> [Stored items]
*****
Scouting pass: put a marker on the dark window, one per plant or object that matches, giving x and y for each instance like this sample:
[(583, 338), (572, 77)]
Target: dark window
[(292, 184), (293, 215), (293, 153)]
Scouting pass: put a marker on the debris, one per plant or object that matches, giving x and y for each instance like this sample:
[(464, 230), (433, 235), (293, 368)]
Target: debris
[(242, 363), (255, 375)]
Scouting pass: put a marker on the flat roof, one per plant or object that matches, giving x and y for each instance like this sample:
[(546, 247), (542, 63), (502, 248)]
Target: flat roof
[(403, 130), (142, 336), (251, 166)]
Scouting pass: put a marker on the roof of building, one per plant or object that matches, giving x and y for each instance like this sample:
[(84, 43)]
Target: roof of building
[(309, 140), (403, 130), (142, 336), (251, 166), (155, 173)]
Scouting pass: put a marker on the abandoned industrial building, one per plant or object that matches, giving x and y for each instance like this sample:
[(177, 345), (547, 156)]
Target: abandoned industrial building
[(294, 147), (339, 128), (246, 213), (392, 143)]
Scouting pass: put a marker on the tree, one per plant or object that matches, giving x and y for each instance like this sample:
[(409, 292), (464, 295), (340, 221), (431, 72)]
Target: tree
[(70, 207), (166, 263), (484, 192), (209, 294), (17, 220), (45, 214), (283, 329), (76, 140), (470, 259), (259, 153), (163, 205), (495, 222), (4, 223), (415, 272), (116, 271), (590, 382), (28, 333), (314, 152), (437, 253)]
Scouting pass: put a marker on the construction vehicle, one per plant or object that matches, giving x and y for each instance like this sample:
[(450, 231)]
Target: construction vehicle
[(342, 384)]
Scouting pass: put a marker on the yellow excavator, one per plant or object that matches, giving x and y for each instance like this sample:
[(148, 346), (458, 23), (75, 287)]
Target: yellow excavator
*****
> [TO DO]
Lay out every line of the material above as a Markdown table with two columns, Row and Line. Number the rows in order and leave out any blank lines.

> [ANSWER TO THIS PROBLEM]
| Row | Line |
|---|---|
| 1 | Scouting pass: put a marker on the dark window, one per plant or object that matches, giving x and y for each instance like this sample: |
| 2 | [(583, 338), (572, 77)] |
| 3 | Target: dark window |
| 4 | [(292, 184), (293, 215), (293, 153)] |
| 5 | Scouting pass: put a marker on the debris, one per plant or object that matches, giving x and y for each instance like this sample: |
| 6 | [(464, 230), (433, 235), (293, 368)] |
| 7 | Target: debris |
| 8 | [(242, 363), (255, 375)] |
| 9 | Scouting pass: put a marker on the flat roof, one per plant or object that matches, giving x and y for each instance like this sample: |
| 10 | [(546, 247), (542, 63), (502, 248)] |
| 11 | Target: flat roof |
| 12 | [(403, 130), (142, 336), (251, 166)] |
| 13 | Scouting pass: put a marker on the roof of building, one per plant or object that matches, giving x and y for each instance like this sample: |
| 14 | [(84, 43)] |
| 15 | Target: roof of building |
| 16 | [(309, 140), (403, 130), (142, 336), (251, 166), (155, 173)] |
| 17 | Scouting pass: put a marker on the abandoned industrial building, one per plant or object that matches, giving x and y for each instance like this sample: |
| 18 | [(177, 345), (547, 156)] |
| 19 | Target: abandoned industrial building |
| 20 | [(294, 147), (339, 128), (246, 213), (392, 143)] |
| 21 | Scouting pass: put a marker on the tree, one per plant or object that matches, giving x and y for each instance like this sample: |
| 22 | [(409, 292), (464, 295), (340, 221), (431, 72)] |
| 23 | Target: tree |
| 24 | [(70, 207), (166, 263), (484, 192), (209, 294), (17, 220), (45, 214), (283, 329), (76, 140), (470, 259), (259, 153), (163, 205), (495, 222), (4, 223), (415, 272), (116, 271), (590, 382), (28, 333), (314, 152), (437, 253)] |
| 25 | Scouting pass: put a marker on the construction vehicle, one per plant or object that matches, giving x and y for each instance like this sample: |
| 26 | [(450, 231)] |
| 27 | Target: construction vehicle |
| 28 | [(342, 384)] |
| 29 | Scouting pass: put a marker on the yellow excavator, one per plant or object that matches, giving x and y for each instance like this sample: |
| 30 | [(148, 346), (458, 23), (75, 287)] |
| 31 | Target: yellow excavator |